#### Exercise input
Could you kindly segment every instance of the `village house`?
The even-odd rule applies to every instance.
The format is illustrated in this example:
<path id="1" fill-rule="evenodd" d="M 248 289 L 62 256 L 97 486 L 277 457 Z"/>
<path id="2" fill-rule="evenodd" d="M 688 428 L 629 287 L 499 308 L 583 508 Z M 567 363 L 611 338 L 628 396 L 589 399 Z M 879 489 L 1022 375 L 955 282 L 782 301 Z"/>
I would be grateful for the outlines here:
########
Goal of the exercise
Update the data above so that every "village house" becomes "farmhouse", and leave all other text unchanged.

The output
Could you kindly segment every instance of the `farmhouse`?
The even-odd rule applies to every instance.
The format is illustrated in this example:
<path id="1" fill-rule="evenodd" d="M 248 289 L 62 256 L 97 486 L 277 457 Z"/>
<path id="2" fill-rule="evenodd" d="M 688 428 L 629 287 L 499 308 L 583 508 Z M 567 363 L 611 338 L 628 396 L 589 399 Z M 879 489 L 1022 375 L 955 282 L 782 301 Z"/>
I would be grateful for the outlines here:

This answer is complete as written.